Given passage:
▼
The fish also suffer from changes in the environment, fishing pressure and pollution, Lake said.

“Dams, culverts are blocking access to spawning habitat access coastwide,” she said. “Climate change is definitely impacting their distribution.”

A determination about the possibility of endangered species listing could be reached by 2019, Lake said. They could potentially be listed as “threatened” or “endangered.”

The Natural Resources Defense Council submitted a petition requesting listing of the river herring species in 2011. The group wrote that the fish are important because they “provide vital nutrients and carbon into riverine systems” and serve as a key food source for dozens of mammals and birds.

“River herring have been historically phenomenally important ecologically,” said defense council attorney Brad Sewell. “They are a little fish that a lot of things eat.”

Commercial fishermen used to catch tens of thousands of pounds of alewives, topping out at nearly 65 million pounds in 1965.
▲
Provided information:
▼
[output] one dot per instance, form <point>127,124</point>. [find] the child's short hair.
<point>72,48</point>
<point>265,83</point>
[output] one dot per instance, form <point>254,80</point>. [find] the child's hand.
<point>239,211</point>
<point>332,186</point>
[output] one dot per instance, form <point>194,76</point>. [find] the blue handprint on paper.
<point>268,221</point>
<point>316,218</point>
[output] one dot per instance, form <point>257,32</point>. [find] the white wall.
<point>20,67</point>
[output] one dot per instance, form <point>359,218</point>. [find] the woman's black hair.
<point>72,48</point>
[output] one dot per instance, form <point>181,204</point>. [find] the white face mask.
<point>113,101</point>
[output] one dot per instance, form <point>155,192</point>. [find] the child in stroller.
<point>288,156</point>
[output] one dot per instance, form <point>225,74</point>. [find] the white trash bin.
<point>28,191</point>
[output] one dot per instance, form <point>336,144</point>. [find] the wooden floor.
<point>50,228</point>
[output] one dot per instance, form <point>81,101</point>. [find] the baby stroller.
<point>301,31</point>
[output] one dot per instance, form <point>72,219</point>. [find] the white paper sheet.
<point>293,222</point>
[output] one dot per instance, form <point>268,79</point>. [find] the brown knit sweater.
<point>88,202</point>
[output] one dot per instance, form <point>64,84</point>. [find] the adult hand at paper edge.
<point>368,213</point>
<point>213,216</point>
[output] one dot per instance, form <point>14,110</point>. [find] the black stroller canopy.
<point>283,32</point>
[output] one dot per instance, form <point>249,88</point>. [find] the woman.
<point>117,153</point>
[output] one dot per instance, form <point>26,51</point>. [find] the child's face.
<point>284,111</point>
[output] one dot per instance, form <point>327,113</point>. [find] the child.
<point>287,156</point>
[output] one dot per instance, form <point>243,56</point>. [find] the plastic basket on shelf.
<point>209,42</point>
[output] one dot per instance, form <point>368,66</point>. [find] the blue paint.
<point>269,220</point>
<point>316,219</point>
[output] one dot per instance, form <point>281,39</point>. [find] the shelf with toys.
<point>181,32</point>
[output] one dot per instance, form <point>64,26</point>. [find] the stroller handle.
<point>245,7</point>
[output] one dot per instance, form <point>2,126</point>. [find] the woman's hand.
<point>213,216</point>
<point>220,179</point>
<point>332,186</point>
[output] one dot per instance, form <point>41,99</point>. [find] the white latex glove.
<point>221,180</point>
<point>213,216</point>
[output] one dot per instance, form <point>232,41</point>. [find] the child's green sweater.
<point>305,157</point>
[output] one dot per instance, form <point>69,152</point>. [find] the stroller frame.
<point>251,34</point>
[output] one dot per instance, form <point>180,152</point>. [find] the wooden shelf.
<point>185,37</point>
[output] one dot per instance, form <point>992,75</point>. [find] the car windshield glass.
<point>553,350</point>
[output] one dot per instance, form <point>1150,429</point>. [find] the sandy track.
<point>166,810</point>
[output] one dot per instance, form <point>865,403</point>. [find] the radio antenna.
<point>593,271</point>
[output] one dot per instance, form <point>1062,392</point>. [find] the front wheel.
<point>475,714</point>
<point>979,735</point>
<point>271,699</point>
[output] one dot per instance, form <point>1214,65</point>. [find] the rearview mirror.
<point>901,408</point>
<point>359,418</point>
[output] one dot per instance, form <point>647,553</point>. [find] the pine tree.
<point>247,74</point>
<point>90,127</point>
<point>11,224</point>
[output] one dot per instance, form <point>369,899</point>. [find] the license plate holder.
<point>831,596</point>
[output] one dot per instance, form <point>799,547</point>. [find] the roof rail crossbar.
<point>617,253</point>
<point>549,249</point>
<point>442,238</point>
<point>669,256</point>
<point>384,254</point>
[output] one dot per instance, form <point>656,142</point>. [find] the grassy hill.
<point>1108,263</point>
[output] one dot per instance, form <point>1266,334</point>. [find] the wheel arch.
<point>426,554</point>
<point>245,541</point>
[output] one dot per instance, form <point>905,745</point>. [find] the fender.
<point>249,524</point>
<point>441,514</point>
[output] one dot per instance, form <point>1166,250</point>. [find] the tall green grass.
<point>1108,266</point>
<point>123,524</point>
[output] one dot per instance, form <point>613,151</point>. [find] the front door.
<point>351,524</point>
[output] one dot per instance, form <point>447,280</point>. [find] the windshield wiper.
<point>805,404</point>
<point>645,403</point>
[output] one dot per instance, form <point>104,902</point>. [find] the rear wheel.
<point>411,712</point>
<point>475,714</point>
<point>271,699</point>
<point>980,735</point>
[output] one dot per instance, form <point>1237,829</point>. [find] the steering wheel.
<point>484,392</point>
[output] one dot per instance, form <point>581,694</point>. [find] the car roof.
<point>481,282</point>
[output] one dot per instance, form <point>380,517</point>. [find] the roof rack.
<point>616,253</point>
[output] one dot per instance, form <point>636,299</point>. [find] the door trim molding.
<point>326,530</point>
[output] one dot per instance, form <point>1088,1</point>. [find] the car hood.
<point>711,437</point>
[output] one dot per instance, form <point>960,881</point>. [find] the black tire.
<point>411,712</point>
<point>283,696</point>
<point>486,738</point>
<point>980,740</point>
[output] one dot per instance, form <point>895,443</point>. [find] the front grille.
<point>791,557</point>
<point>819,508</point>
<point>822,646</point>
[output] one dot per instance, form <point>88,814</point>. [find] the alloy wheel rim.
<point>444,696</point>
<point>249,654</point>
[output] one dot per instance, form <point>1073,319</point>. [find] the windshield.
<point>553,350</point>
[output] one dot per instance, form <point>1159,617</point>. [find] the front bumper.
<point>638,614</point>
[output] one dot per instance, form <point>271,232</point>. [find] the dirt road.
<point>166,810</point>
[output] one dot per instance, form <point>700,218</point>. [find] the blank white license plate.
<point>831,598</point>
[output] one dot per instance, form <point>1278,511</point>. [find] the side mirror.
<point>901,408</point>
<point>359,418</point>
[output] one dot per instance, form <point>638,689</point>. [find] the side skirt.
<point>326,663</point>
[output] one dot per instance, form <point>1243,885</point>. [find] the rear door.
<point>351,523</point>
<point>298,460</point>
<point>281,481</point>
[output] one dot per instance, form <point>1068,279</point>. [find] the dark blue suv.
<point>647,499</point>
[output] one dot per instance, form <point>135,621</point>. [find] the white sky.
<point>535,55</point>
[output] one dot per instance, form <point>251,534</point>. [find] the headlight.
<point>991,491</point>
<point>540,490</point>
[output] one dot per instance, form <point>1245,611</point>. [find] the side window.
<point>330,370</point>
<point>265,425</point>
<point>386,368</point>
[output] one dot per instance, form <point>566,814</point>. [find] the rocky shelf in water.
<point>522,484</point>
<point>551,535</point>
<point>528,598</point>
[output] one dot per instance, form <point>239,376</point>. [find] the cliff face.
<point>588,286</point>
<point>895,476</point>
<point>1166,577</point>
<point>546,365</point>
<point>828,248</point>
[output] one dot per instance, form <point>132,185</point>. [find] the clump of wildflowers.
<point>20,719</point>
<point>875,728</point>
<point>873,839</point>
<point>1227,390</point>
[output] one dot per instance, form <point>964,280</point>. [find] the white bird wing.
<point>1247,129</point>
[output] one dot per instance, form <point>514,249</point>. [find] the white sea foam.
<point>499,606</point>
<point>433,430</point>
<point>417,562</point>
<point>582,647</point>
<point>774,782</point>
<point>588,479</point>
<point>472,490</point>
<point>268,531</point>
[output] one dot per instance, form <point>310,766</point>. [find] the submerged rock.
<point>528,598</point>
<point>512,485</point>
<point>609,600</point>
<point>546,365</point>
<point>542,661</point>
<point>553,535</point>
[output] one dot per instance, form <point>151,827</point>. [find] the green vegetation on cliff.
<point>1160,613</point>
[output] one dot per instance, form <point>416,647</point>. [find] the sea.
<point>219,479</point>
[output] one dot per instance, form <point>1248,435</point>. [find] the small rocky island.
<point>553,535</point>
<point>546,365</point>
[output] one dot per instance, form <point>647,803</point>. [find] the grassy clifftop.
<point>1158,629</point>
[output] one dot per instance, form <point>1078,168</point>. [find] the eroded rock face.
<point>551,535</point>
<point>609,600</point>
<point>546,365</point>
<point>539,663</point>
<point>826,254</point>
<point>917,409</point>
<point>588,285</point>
▲
Resume the river herring article after its final sentence about the 1965 alewife catch.

Response to the exercise:
They’ve caught more than 2 million pounds only once since 1993. Most these days are caught in Maine, though they used to be caught all along the East Coast.

The regulatory Atlantic States Marine Fisheries Commission announced this month that it had completed a review of the river herring stock and found that the fish are at historic lows along the East Coast, and their population remains depleted.

However, the commission also said there were some positive signs. Sixteen of 54 river herring stocks showed trends of increasing abundance since the last assessment, the commission said.